■ CONSIGNA ■
En la crónica del partido entre Lehigh y Loyola Maryland, ¿cuántas paradas hizo Anton Kinnunen antes del descanso?

■ TEXTO PARA REVISAR ■
* * *

Lehigh comienza la Patriot League con victoria ante Loyola Maryland
BALTIMORE – Una parte para sufrir, otra para mandar. Lehigh abrió su andadura en la Patriot League con una victoria trabajada por 2-0 a domicilio ante Loyola Maryland en el Ridley Athletic Complex, apoyado en una reacción contundente tras el descanso y en otra portería a cero de su guardameta.
El primer tiempo fue espeso. Lehigh (1-2-3, 1-0 PL) nunca terminó de encontrar su ritmo y se vio superado en llegadas: solo dos remates por los seis de Loyola (1-6, 0-1 PL). Aun así, el marcador no se movió. Ahí apareció la figura de Anton Kinnunen. El portero junior sostuvo al equipo con tres paradas antes del intermedio y mantuvo a raya a unos Greyhounds más incisivos.
El propio técnico, Dean Koski, no maquilló lo ocurrido en esos 45 minutos iniciales. Reconoció que su equipo tuvo problemas para ser consistente con la idea de juego, pero también subrayó el ajuste en vestuarios. El descanso no fue un trámite; fue un punto de giro.

* * *

■ EXTRACTOS DE ÍTEMS ■
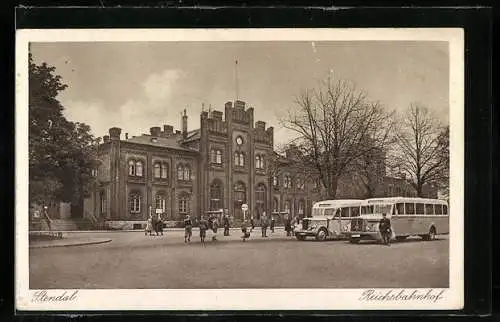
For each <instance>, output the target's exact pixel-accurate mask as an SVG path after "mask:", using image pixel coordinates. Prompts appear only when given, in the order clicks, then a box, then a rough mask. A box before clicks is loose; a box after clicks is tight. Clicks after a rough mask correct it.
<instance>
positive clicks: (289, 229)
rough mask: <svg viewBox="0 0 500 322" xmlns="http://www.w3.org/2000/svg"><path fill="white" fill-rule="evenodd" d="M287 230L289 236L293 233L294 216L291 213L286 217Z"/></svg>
mask: <svg viewBox="0 0 500 322" xmlns="http://www.w3.org/2000/svg"><path fill="white" fill-rule="evenodd" d="M285 231H286V235H287V236H291V235H292V218H291V217H290V215H287V216H286V218H285Z"/></svg>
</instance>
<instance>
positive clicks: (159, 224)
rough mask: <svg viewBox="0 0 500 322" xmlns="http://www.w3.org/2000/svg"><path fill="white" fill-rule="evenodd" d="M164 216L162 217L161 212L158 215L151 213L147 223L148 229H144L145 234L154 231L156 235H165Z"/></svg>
mask: <svg viewBox="0 0 500 322" xmlns="http://www.w3.org/2000/svg"><path fill="white" fill-rule="evenodd" d="M163 225H164V223H163V218H162V217H161V214H158V215H157V216H153V215H151V214H150V215H149V218H148V221H147V223H146V229H145V231H144V234H145V235H146V236H147V235H148V234H149V236H152V235H153V232H154V233H156V236H159V235H162V236H163Z"/></svg>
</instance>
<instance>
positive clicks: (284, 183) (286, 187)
mask: <svg viewBox="0 0 500 322" xmlns="http://www.w3.org/2000/svg"><path fill="white" fill-rule="evenodd" d="M283 187H285V188H291V187H292V177H290V175H289V174H288V173H285V175H284V176H283Z"/></svg>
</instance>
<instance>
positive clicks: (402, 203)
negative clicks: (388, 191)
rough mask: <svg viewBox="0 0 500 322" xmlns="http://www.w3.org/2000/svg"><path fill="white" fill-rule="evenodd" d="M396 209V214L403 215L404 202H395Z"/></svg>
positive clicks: (404, 207) (404, 206)
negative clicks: (395, 205) (396, 210)
mask: <svg viewBox="0 0 500 322" xmlns="http://www.w3.org/2000/svg"><path fill="white" fill-rule="evenodd" d="M396 209H397V210H398V215H404V214H405V204H404V203H398V204H396Z"/></svg>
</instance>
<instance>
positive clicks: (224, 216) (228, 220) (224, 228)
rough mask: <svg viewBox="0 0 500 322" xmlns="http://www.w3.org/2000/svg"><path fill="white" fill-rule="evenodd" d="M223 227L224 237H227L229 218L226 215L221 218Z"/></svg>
mask: <svg viewBox="0 0 500 322" xmlns="http://www.w3.org/2000/svg"><path fill="white" fill-rule="evenodd" d="M223 225H224V236H229V226H230V224H229V216H228V215H227V214H225V215H224V218H223Z"/></svg>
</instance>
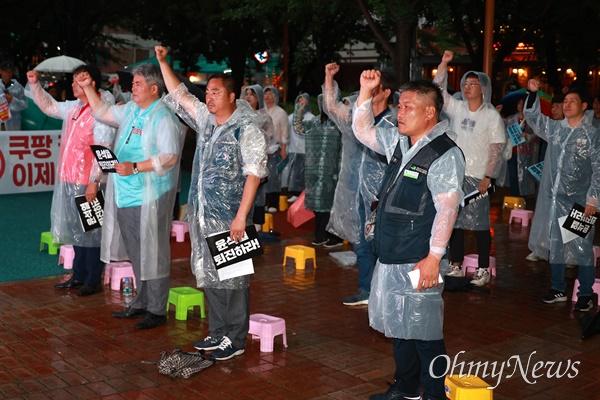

* * *

■ RESPUESTA ■
Tres paradas.